**READING TEXT**
---

I’ve been thinking about the man in the strange buffalo costume who stormed the Capitol last week. As I understand it, the man is called the “QAnon Shaman.”

The strange blend of adulterated Paganism, Christianity and nationalism we have seen in the Trump era also occurred in Nazi Germany. Hitler hated the forms of Judaism and Christianity that insisted on economic justice and human rights, but he would often praise the apolitical form of religion that served as liturgical toady to state power.

The religion of the Nazis consisted of a very motley crew of “Christians” who were willing to hate in service to the state, “Pagans” who would betray nature in service to the state, and “Atheists” who would affirm the superstitious cosmology of the Nazis in service to the state.

How did this meltdown happen? Germany was perhaps the most sophisticated culture of all time, but I wonder if their high culture and philosophy really addressed the deep and often irrational needs of real people. Whereas many of the most brilliant philosophers in Germany completely refuted the metaphysical claims of German religion, perhaps they unwittingly took away a crutch from some people leaving nothing upon which those people felt they could stand.

It is a noble aspiration to be rational and scientific, but when we say people should be COMPLETELY rational, many face a crisis of identity. How can a mammal be completely rational? At our best we can be wonderful logical, but rationality is an aspiration, not a foundation. When the religious and secular elites of the culture discounted this fact, Hitler was all too eager to take advantage of the vacuum of meaning.

I wonder if much of the strange intolerance in our time is not a crisis of identity. I wonder if some of the dread of foreigners, of myth melting science and even of wearing COVID masks that cover their faces is coming from a people who have lost the sense of who they are. I suspect many feel as if they are thrashing and drowning in the commons.

---

**TASK DIRECTIONS**
Transcribe the passage of the essay above from "I’ve been thinking" up to and including "to state power.".

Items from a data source
---

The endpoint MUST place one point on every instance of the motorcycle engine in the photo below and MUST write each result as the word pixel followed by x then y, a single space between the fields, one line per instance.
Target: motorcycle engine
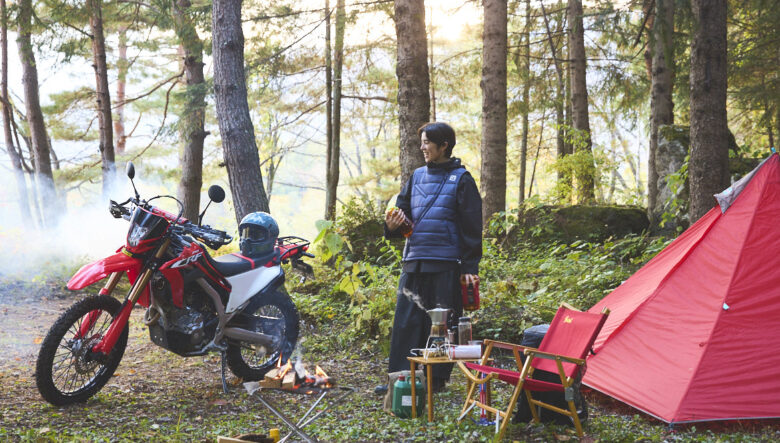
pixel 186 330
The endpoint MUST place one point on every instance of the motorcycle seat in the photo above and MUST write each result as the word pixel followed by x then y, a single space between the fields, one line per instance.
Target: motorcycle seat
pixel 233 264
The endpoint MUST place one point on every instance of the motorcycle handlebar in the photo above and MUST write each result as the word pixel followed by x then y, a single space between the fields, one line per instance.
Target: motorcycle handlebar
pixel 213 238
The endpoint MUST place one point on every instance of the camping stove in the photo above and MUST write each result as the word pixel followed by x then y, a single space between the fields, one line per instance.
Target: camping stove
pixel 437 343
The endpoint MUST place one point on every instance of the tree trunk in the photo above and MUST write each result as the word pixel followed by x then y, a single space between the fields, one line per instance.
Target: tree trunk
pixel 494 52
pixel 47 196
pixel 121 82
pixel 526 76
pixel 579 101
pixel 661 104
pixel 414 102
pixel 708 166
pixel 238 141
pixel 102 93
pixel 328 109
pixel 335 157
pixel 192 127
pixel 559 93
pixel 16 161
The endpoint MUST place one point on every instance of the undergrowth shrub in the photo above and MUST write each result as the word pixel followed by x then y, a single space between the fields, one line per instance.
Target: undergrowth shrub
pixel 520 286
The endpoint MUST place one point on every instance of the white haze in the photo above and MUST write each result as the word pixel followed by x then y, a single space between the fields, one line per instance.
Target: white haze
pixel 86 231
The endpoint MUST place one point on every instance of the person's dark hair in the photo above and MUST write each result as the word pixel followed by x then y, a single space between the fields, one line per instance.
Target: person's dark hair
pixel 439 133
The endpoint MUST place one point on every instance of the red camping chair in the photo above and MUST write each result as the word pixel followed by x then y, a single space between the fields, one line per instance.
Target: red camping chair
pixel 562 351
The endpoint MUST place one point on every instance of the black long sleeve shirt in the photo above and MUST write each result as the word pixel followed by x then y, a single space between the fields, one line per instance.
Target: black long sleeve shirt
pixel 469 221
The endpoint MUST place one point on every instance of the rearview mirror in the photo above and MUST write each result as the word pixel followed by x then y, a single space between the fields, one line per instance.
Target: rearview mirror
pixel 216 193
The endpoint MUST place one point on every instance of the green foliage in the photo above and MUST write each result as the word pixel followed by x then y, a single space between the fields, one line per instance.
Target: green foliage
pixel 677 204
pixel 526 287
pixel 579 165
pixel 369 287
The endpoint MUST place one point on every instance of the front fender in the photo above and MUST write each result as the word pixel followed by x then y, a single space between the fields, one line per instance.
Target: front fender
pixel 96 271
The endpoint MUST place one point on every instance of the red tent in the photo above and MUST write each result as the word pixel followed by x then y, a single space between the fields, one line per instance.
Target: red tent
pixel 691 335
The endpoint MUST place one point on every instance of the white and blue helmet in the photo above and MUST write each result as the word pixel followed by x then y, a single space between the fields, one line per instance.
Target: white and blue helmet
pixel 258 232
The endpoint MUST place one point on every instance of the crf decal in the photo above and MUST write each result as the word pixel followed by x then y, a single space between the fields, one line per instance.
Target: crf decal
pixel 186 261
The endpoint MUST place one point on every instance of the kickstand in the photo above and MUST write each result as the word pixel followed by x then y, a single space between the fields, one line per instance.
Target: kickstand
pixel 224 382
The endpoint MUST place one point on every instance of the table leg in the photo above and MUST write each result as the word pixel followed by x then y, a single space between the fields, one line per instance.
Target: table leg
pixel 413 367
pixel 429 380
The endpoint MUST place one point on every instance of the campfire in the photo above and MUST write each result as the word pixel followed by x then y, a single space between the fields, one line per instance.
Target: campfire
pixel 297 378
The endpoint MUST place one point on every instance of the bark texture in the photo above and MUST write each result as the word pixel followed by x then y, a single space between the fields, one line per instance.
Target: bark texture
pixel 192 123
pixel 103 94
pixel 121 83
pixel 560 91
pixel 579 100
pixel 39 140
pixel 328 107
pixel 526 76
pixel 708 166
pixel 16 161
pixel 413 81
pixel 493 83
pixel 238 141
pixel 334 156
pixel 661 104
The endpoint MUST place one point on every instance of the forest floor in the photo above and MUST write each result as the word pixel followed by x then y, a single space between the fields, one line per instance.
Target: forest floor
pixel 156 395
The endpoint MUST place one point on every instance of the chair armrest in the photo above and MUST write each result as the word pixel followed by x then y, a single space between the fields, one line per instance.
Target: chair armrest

---

**EXPECTED OUTPUT**
I’ve been thinking about the man in the strange buffalo costume who stormed the Capitol last week. As I understand it, the man is called the “QAnon Shaman.”

The strange blend of adulterated Paganism, Christianity and nationalism we have seen in the Trump era also occurred in Nazi Germany. Hitler hated the forms of Judaism and Christianity that insisted on economic justice and human rights, but he would often praise the apolitical form of religion that served as liturgical toady to state power.